> [Directions] Write the lines below as a JSON list of strings, one string per line and no blank lines, starting with the line with "Pick out the car window" and going on through the line with "x=155, y=459".

※

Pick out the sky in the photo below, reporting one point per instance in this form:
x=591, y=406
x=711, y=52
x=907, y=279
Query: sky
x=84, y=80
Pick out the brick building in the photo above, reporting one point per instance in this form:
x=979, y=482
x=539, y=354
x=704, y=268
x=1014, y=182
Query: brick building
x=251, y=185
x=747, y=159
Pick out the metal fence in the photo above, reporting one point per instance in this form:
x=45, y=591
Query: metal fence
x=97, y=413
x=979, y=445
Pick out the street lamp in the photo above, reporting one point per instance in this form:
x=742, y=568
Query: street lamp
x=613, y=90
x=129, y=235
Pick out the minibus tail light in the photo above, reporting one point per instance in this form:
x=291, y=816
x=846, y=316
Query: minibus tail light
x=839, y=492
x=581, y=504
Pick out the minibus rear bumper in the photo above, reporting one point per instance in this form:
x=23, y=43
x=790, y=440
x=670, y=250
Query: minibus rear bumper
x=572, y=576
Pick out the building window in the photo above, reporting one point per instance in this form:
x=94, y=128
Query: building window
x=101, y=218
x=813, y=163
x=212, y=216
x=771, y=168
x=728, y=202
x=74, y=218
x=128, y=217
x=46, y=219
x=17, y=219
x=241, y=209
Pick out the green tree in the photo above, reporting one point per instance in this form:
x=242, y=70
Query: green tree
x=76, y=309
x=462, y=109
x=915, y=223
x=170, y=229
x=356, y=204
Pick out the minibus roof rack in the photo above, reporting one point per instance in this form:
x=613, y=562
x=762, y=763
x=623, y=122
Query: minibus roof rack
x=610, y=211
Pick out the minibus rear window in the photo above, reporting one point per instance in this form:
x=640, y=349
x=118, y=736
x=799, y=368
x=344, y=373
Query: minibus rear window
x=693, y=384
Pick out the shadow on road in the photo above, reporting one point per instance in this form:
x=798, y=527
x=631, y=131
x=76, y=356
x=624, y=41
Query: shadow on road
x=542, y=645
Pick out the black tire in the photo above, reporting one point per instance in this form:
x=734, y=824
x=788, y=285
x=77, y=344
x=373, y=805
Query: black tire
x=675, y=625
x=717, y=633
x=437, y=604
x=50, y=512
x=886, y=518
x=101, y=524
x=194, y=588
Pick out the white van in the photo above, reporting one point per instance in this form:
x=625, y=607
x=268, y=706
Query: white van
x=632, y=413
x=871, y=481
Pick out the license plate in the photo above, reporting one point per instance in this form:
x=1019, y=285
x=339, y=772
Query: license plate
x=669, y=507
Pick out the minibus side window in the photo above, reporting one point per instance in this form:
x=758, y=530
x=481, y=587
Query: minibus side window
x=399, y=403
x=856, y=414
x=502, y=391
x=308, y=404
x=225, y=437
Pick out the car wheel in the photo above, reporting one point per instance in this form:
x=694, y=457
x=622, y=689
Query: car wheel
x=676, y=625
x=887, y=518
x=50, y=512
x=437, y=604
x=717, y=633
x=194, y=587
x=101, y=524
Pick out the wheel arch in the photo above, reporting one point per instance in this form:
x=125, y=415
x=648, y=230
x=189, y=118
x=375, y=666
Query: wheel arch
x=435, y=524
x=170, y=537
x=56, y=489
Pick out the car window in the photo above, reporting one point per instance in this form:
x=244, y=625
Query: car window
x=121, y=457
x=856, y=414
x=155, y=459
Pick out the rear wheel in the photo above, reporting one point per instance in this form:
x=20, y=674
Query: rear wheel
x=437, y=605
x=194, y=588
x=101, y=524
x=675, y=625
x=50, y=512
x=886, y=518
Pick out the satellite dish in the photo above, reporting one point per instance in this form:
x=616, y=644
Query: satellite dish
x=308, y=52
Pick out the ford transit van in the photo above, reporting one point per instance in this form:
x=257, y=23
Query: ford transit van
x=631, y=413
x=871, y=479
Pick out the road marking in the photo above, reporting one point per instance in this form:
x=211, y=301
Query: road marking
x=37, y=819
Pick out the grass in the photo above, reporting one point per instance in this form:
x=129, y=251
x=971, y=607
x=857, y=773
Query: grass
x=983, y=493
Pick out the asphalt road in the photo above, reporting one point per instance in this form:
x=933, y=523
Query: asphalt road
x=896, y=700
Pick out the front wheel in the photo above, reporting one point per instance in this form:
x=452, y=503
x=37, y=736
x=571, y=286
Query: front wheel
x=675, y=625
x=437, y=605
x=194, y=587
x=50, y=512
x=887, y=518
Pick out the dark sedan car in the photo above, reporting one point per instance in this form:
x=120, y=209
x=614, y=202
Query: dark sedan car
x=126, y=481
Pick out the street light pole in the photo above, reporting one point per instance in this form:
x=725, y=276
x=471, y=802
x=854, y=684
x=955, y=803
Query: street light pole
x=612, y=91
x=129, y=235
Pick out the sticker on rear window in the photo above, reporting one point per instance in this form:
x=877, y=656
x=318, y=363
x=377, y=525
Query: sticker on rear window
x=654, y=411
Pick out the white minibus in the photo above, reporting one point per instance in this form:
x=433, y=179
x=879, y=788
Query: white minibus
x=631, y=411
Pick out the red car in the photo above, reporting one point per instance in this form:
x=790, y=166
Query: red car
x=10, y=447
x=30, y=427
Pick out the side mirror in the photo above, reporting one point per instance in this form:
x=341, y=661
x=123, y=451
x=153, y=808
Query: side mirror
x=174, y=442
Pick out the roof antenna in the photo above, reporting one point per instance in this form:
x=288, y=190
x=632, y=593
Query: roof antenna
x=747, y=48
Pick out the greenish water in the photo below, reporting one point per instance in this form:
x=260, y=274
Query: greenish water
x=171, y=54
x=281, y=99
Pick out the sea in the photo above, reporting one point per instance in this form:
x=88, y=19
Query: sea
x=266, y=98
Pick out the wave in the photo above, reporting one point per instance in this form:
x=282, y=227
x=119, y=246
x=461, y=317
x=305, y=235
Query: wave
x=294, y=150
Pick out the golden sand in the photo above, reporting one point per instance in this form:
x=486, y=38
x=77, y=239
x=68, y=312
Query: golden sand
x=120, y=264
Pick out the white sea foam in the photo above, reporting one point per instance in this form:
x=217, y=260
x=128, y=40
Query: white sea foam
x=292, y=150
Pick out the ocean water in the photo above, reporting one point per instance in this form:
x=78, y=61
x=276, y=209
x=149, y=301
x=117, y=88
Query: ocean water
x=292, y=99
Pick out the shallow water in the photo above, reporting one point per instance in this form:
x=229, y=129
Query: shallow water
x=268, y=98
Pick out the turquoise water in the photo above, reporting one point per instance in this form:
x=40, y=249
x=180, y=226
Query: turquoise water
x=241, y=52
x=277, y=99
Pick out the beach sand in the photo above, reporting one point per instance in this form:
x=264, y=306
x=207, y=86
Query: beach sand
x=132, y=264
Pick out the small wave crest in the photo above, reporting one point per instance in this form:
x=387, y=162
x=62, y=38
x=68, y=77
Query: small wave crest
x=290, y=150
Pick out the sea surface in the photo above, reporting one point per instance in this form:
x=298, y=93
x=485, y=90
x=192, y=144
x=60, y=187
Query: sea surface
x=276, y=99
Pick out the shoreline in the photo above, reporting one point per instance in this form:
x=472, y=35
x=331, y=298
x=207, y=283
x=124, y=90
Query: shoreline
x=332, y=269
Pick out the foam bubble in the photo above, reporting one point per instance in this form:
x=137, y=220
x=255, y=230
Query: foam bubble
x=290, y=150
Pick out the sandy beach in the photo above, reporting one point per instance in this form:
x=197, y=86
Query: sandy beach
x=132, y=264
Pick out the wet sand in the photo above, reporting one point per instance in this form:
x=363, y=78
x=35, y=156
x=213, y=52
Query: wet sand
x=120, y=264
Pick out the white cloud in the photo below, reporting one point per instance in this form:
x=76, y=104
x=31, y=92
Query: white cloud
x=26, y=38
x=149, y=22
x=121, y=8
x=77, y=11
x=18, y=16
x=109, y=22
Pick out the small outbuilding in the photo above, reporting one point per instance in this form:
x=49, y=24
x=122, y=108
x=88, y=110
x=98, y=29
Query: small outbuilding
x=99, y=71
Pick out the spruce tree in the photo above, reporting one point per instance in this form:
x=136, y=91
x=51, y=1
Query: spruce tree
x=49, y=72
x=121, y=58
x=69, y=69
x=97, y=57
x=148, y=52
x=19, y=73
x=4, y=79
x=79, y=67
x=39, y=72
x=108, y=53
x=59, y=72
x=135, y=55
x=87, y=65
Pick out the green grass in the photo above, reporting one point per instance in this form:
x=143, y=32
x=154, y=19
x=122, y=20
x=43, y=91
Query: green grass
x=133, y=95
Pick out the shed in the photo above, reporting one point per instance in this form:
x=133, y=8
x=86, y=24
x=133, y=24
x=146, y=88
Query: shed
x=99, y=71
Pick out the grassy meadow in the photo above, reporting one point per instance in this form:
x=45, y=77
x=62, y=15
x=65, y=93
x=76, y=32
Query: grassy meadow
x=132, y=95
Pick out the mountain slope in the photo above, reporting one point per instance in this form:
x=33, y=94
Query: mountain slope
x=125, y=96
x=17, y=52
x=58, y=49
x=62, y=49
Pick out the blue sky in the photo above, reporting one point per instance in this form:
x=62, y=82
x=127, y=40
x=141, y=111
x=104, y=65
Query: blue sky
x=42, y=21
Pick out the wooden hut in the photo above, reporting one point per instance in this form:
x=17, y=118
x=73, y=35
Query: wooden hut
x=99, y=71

※

> [Expected answer]
[
  "Pick out the car window in the photo above, reporting one point per instance in this form:",
  "x=244, y=625",
  "Query: car window",
  "x=121, y=457",
  "x=856, y=414",
  "x=155, y=459"
]